DOCUMENT TEXT —

WASHINGTON - March 4 - On Tuesday, Mendocino County, California became the first county in the country to ban genetically engineered crops and animals. Mendocino took an important step to protect consumers and the environment made necessary by the lack of federal regulations over this technology, according to the U.S. Public Interest Research Group, which applauded the vote.
"This vote sends a clear message to both the biotechnology industry and the federal government: if you won't take steps to protect the public, then the public will take those steps on its own," said U.S. PIRG environmental advocate Richard Caplan. "As voters around the country are emboldened by this vote, we can expect other counties and states to take similar actions."
Genetically engineered crops have been planted in tens of thousands of poorly regulated open-air experiments across the country, according to the PIRG report Raising Risk. Just last week, a new Union of Concerned Scientists report revealed contamination of conventional seeds with genetically engineered material.

AVAILABLE DATA —
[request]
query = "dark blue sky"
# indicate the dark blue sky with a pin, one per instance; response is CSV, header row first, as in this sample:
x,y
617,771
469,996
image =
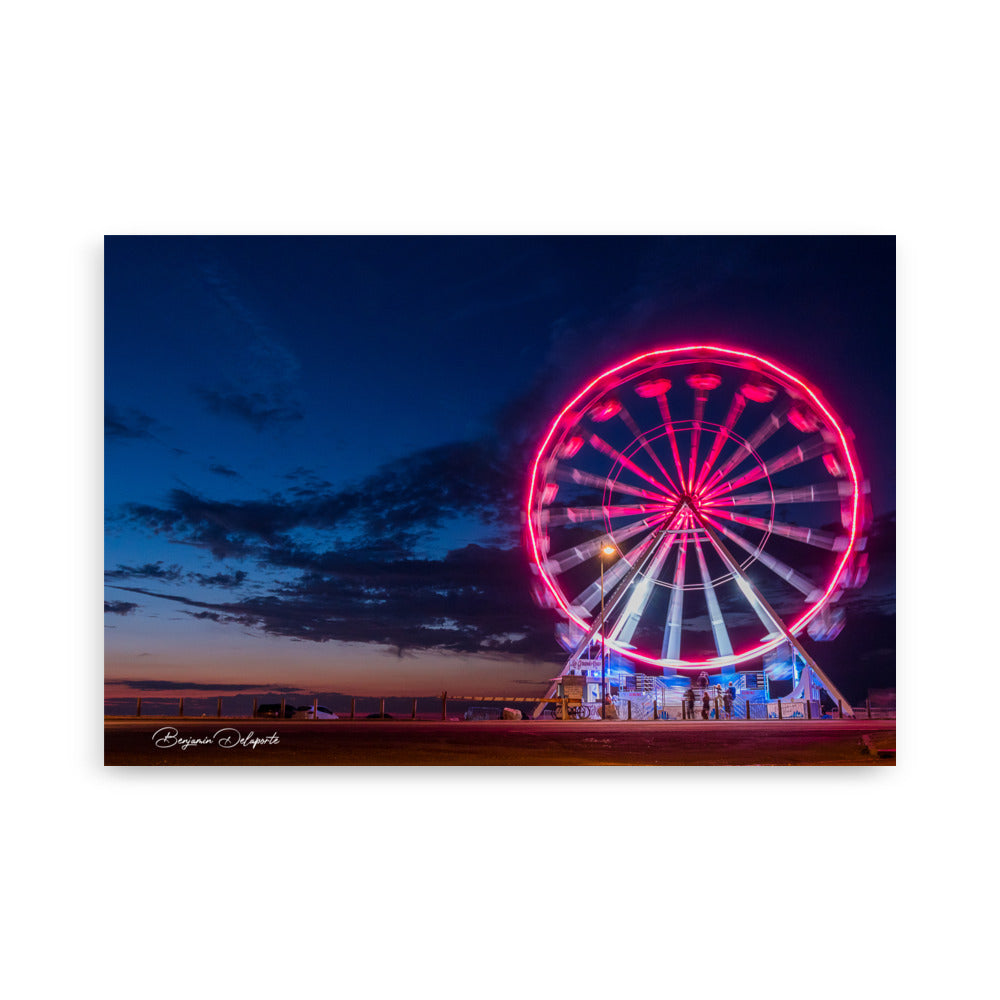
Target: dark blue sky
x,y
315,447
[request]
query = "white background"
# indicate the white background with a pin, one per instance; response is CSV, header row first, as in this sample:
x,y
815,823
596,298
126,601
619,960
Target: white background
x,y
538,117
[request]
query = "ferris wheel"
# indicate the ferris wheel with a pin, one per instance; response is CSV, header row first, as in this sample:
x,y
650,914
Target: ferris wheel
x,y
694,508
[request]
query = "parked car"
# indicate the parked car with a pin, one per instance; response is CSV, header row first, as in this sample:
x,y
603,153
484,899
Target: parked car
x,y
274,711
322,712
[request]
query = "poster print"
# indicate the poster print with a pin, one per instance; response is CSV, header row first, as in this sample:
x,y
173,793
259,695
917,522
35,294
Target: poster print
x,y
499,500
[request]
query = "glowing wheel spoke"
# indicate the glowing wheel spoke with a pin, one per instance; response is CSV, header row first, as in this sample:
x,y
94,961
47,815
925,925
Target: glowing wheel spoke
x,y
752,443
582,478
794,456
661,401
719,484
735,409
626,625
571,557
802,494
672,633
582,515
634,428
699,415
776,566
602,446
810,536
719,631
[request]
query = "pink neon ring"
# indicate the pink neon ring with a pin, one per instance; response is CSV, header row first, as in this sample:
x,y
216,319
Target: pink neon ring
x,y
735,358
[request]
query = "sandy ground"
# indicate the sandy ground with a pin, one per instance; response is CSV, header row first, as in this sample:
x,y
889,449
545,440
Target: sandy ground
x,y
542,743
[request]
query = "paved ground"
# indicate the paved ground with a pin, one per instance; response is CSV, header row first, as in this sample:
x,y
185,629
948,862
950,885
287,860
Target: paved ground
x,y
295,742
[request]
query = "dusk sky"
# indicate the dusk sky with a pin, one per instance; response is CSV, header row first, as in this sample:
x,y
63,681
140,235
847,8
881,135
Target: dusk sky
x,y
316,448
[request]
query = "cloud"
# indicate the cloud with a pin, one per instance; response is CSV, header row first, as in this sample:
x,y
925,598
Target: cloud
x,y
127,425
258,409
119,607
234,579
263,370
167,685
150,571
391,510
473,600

DIRECTIONS —
[1] In the news text about Mendocino County's ban on genetically engineered crops, what did the new Union of Concerned Scientists report reveal?
[2] Write the next paragraph of the news text about Mendocino County's ban on genetically engineered crops, picking up after its final sentence.

EXERCISE ANSWERS —
[1] It revealed contamination of conventional seeds with genetically engineered material.

[2]
The U.S. Department of Agriculture (USDA) is currently accepting public comments on whether the agency should change its regulations regarding oversight of genetically engineered crops. Given widespread plantings of genetically engineered crops, poor oversight, news about contamination, and this week's vote in California, U.S. PIRG and others seeking to improve federal oversight are encouraging similar activism calling on USDA to protect human health and the environment.
The biotechnology industry spent more than $500,000 - nearly ten dollars per registered voter and more money spent on any ballot initiative in Mendocino County history - to influence yesterday's vote.
"Voters in Mendocino County have taken a courageous step to protect their citizens and their businesses," concluded U.S. PIRG's Caplan. "If the federal government continues to fail to properly regulate genetic engineering, we hope that other counties will follow suit."